STATED PROBLEM:
Convert the lines below, starting with the line containing "For the mapping pass, tag each instance of the overcast" and continuing through the final line, into a JSON list of strings with one string per line, omitting any blank lines.

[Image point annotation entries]
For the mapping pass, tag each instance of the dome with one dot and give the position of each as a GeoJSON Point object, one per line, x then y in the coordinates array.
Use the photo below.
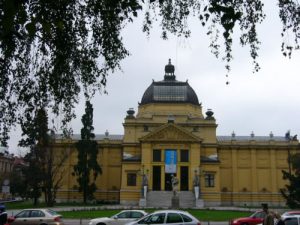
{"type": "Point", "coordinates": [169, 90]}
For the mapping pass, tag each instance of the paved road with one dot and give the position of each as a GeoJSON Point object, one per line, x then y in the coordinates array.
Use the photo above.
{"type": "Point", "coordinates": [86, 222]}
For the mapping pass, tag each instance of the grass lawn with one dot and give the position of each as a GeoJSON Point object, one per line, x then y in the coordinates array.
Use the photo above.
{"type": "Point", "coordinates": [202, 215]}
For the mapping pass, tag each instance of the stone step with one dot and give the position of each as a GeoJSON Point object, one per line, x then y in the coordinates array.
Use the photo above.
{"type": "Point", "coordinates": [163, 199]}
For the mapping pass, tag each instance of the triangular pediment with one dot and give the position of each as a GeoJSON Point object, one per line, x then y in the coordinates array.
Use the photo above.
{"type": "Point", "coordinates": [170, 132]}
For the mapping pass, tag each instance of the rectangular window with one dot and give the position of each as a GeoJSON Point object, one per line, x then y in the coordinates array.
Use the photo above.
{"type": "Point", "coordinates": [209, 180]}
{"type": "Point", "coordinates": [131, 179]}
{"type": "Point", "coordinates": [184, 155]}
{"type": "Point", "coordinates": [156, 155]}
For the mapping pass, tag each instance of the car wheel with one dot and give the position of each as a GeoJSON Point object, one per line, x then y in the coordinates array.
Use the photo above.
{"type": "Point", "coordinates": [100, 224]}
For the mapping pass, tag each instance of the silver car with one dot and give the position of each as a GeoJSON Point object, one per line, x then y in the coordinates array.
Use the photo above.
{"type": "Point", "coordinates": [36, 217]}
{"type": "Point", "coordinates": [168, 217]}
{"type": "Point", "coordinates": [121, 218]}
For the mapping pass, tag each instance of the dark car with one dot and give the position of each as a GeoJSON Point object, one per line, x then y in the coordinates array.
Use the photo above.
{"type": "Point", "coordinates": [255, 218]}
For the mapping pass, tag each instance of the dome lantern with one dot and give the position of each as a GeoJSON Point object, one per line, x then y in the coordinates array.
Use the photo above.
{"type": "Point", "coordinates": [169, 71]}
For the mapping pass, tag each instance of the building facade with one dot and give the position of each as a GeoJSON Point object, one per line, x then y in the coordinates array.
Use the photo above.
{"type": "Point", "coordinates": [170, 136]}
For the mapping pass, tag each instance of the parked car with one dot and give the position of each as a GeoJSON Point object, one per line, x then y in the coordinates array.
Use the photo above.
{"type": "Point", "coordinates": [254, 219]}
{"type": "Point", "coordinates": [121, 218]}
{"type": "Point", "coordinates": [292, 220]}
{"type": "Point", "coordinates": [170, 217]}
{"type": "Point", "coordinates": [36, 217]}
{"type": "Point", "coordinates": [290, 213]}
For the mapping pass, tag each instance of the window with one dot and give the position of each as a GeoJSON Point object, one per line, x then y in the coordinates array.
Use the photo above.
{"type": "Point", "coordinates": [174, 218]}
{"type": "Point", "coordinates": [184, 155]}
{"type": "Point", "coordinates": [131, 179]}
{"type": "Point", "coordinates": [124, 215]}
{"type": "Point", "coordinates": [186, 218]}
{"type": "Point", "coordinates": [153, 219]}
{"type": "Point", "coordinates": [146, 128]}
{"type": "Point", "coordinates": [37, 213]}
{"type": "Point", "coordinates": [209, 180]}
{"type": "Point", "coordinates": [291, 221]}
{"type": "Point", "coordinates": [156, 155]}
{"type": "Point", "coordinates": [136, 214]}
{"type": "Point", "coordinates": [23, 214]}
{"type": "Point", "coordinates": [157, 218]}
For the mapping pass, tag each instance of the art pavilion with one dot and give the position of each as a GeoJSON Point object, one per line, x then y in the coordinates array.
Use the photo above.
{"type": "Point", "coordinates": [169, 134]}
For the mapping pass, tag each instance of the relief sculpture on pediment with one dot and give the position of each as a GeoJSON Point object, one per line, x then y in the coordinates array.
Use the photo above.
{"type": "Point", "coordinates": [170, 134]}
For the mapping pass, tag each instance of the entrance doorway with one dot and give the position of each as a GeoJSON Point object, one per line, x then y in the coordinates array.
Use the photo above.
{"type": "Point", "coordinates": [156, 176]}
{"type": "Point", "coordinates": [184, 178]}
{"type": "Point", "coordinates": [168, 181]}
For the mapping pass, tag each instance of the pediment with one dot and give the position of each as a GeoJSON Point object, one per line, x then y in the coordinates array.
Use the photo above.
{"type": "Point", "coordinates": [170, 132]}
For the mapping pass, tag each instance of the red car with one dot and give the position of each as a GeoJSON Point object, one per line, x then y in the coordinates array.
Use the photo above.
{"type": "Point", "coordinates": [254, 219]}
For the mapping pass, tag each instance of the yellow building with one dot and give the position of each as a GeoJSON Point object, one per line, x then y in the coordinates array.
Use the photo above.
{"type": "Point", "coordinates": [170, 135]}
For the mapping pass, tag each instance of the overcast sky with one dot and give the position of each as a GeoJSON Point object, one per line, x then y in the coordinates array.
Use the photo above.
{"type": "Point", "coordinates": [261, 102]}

FINISHED EXERCISE:
[
  "For the mapping pass, tag each instance of the overcast sky with one dot and give the position of each as a GeoJSON Point object, one per line, x then y in the coordinates array.",
  "Use the photo above.",
  "{\"type\": \"Point\", \"coordinates\": [261, 102]}"
]